** What this task involves **
Could you pull every line of text from the records below and reproduce it word for word, leaving out the pictures?

** Material for this task **
— BEGIN —

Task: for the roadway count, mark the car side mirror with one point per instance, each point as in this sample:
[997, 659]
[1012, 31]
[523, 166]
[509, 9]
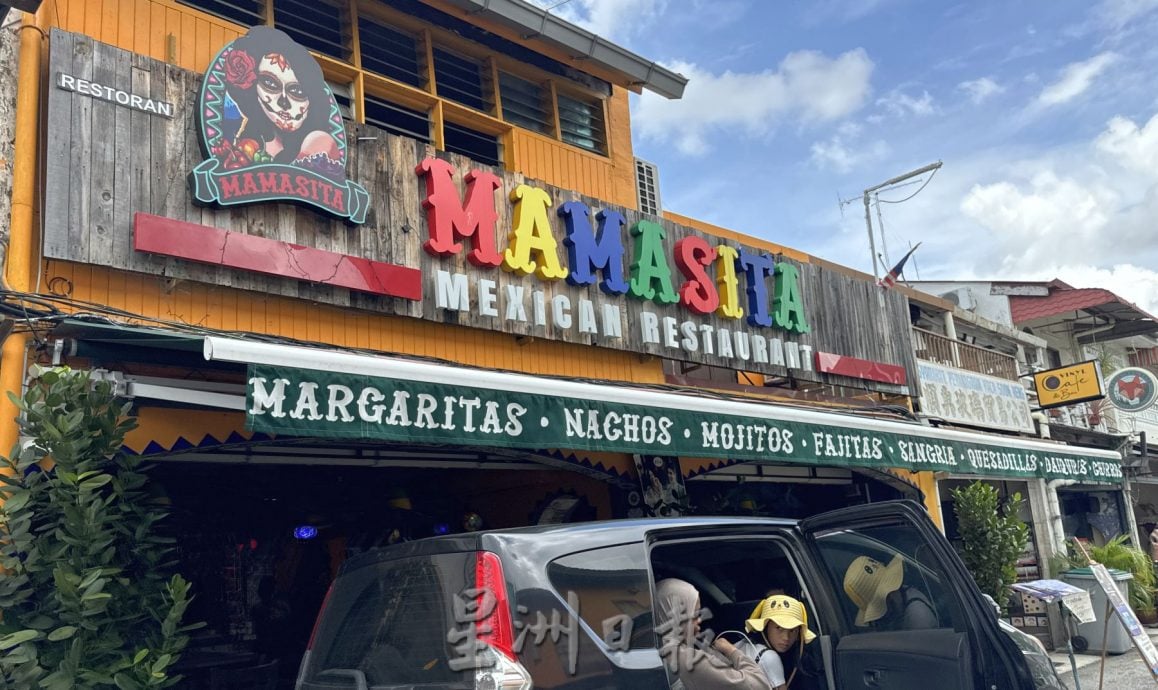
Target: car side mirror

— END —

** Task response **
Task: for the roadway count, mark the car side mirror with one point per instance, each point as in this sample:
[997, 659]
[1012, 31]
[523, 166]
[509, 9]
Target: car side mirror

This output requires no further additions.